§ **Text segment**

Natures wonders: Subsea Microorganisms Long Life (Introduction)

by dhw, Thursday, August 23, 2018, 12:19 (2035 days ago) @ Balance_Maintained

TONY: The italicized bit refers to my code example, the bit after that refers to how similar genetic code could be used across species to achieve similar purposes.

DHW: Thank you. As I see it, this fits in with common descent (and with natural selection). Whatever combination of cells is useful gets passed on: e.g. the eye does not have to be reinvented for each new species. It will simply undergo variations in accordance with the needs or opportunities created by the environment. The same principle would apply to speciation, except that the variations lead to more radical changes. You can say your God used the same basic design, but it’s still common descent.

Records from a dataset:
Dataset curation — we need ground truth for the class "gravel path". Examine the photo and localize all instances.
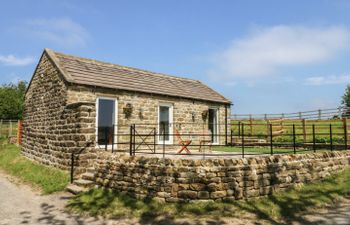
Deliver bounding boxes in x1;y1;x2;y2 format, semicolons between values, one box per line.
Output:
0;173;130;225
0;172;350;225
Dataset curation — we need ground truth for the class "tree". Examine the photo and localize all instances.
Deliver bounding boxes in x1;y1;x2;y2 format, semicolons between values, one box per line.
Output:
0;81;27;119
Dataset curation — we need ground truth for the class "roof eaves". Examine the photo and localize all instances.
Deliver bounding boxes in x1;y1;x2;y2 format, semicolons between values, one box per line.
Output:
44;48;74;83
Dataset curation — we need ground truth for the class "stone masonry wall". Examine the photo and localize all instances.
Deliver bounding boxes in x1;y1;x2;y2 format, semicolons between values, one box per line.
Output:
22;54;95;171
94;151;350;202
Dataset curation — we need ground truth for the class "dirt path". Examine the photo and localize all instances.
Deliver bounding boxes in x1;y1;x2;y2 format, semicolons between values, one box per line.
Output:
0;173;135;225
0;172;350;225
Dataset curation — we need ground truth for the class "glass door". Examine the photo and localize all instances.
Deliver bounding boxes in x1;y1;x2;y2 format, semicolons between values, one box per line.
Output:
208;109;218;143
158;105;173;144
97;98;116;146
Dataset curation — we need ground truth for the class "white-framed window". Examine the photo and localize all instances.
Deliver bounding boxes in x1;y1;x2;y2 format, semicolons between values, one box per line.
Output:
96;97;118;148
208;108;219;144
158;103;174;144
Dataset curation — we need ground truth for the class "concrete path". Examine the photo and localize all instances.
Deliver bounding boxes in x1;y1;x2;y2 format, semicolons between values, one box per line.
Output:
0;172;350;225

§ **Activity**
Repeat the forum post on common descent word for word, from "TONY: The italicized" to "achieve similar purposes.", inclusive. The records are separate from the forum post.

§ **Response to the task**
TONY: The italicized bit refers to my code example, the bit after that refers to how similar genetic code could be used across species to achieve similar purposes.